— EXERCISE PROMPT —
Answer from the conference recap:
(a) Into which three topics did Edelman split his presentation?
(b) What does Edelman say we need to be for AI and advanced technological systems?
(c) Which two emerging concepts did Edelman introduce?

— PASSAGE PROVIDED —

□ □ □ □ □

11/09/2018 | by Diane Rusignola

At Nareit’s REITworld: 2018 Annual Conference, the closing lunch general session featured David Edelman, MIT scholar and former White House tech adviser. Edelman split his presentation into three topics—artificial intelligence, cybersecurity, and geopolitics—making predictions about how each may affect society in the coming years. Edelman said that while we can expect great technological advancements, we must also remember the importance of emotional intelligence that only humans can bring to the table.

“The same systems that we have designed to help us, they do not know how to prevent from hurting or dividing us,” Edelman said, adding that we need to be the “adult supervision” of AI and advanced technological systems like Facebook.

Edelman introduced two emerging concepts: computer vision, or the ability of computers to see the world around them and make sense of it; and dexterous robotics, robots that are increasingly more agile in their movements and ability to grasp physical items. These new technologies are giving robots the ability to perform in physical space in human-like ways.

□ □ □ □ □

— LISTED ENTRIES —

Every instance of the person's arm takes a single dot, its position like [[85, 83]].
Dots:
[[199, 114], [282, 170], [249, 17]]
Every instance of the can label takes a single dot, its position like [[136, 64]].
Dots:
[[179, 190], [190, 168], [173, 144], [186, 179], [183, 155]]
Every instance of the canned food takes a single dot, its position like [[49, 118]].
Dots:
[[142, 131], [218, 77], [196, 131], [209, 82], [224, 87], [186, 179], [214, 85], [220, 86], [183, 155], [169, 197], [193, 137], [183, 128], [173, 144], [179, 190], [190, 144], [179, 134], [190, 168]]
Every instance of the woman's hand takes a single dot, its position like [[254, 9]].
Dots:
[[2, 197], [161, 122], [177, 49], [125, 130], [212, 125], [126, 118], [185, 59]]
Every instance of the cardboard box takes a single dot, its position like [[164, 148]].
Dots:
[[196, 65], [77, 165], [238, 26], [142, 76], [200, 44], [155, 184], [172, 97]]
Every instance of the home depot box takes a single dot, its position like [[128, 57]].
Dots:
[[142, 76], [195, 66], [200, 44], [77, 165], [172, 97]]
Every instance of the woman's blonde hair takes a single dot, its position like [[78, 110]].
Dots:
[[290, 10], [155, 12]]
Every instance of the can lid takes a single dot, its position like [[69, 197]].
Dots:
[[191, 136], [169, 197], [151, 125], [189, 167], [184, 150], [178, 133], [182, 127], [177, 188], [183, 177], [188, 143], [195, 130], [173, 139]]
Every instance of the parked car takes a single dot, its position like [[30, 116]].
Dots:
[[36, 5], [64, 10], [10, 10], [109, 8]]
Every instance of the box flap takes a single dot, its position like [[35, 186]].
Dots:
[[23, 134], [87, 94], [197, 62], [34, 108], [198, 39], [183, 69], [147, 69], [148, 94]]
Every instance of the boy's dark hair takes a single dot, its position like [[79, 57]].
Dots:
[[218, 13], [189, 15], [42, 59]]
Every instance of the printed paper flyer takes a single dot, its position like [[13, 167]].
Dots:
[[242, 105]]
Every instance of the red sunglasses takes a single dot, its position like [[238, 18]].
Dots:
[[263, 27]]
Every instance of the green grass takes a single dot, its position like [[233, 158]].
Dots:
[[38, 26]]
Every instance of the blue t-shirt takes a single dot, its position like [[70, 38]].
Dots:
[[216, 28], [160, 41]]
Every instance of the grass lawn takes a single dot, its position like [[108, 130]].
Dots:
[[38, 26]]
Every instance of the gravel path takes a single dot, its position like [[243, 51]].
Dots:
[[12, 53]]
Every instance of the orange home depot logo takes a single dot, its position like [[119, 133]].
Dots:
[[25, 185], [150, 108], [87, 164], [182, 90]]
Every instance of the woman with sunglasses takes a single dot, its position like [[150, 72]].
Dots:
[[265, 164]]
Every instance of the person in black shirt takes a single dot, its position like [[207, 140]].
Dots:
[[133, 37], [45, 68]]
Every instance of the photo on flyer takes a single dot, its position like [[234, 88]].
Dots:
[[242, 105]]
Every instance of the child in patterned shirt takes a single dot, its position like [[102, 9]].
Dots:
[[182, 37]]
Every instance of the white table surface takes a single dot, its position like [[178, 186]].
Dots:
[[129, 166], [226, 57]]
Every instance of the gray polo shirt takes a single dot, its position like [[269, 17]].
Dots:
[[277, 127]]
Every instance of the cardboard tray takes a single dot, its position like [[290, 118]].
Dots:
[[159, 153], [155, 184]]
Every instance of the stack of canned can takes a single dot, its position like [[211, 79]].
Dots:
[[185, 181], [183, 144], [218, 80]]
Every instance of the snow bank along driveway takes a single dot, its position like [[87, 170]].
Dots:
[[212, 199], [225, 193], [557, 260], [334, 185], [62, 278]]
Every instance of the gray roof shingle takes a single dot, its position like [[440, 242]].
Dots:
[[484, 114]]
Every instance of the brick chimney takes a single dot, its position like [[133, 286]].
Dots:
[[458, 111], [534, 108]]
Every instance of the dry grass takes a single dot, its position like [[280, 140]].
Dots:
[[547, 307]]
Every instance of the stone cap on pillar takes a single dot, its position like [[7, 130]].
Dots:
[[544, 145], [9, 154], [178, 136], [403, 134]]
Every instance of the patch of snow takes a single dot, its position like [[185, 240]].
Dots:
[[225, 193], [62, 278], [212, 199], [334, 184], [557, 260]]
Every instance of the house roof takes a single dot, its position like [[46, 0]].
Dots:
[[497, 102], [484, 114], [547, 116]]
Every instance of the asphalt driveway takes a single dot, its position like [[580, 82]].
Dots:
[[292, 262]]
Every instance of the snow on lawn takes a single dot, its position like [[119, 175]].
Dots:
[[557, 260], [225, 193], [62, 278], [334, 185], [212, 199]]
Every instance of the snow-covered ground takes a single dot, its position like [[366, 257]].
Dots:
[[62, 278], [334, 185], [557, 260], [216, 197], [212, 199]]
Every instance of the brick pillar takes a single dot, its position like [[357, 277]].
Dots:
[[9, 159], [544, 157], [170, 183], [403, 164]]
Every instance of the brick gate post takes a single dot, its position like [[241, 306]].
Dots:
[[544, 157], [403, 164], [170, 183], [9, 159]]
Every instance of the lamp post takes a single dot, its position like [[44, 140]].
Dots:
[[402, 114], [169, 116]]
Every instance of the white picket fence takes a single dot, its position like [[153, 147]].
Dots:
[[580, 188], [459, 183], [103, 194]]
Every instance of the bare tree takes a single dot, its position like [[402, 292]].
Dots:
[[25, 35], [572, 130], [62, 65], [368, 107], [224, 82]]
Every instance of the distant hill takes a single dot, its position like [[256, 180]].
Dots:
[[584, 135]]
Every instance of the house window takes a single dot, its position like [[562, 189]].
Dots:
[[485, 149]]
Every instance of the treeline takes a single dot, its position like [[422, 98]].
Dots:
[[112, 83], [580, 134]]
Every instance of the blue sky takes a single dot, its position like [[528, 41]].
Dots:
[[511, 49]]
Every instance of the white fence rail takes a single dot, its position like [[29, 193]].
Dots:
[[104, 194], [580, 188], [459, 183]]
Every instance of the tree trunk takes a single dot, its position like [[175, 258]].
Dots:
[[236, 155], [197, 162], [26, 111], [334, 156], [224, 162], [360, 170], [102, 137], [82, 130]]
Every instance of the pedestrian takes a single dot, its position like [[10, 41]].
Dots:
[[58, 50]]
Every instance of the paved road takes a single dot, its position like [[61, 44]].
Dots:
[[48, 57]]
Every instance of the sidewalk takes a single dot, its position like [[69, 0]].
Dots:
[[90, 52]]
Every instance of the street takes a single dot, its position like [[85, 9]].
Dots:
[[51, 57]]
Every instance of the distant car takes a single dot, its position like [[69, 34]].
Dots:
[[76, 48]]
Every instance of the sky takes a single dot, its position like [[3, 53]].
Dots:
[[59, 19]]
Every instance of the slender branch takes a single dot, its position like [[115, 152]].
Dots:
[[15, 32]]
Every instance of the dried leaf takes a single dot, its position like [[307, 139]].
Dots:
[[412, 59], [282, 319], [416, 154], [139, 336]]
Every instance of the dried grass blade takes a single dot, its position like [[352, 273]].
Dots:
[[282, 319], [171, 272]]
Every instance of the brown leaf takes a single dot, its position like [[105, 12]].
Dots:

□ □ □ □ □

— RESULT FOR THIS EXERCISE —
(a) Artificial intelligence, cybersecurity, and geopolitics.
(b) The "adult supervision."
(c) Computer vision and dexterous robotics.